Check each line of the records below for the word "shirt" and copy those where it appears.
:::::
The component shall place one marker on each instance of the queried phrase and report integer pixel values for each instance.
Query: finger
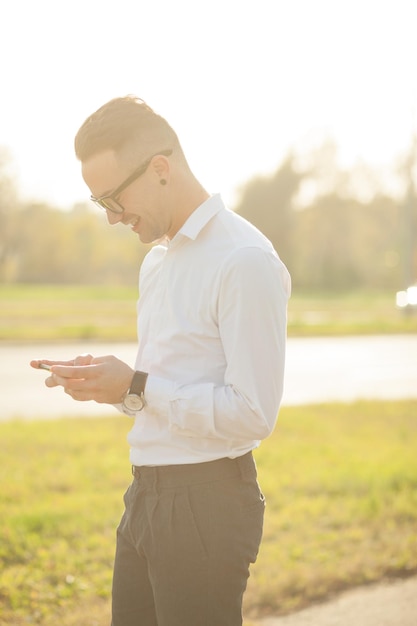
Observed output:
(83, 359)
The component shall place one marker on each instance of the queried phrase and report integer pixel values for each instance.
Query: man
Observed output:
(207, 382)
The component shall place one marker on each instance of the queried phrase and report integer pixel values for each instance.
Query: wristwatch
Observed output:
(134, 400)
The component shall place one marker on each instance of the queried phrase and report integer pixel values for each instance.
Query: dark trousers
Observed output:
(185, 543)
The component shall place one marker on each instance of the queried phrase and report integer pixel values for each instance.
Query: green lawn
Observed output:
(340, 482)
(31, 312)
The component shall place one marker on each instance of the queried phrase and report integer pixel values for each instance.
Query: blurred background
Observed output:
(301, 113)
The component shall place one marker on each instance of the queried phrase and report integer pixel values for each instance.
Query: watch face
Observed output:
(133, 402)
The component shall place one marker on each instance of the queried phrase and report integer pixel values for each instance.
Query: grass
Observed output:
(340, 482)
(31, 312)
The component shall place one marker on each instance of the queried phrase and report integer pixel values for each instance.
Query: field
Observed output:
(340, 482)
(109, 313)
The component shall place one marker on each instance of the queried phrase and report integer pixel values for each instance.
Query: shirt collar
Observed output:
(201, 216)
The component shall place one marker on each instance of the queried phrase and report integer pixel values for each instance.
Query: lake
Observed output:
(317, 370)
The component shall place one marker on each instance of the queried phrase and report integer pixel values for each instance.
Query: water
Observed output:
(317, 370)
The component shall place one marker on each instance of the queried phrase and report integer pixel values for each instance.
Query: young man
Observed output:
(207, 382)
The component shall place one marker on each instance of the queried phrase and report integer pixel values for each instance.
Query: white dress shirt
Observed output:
(212, 316)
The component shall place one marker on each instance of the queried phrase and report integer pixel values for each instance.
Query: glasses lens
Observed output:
(108, 205)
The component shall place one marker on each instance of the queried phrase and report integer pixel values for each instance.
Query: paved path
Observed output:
(383, 604)
(319, 369)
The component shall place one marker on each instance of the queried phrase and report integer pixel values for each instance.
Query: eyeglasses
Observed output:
(109, 202)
:::::
## Written solution
Query: shirt collar
Query: white dress shirt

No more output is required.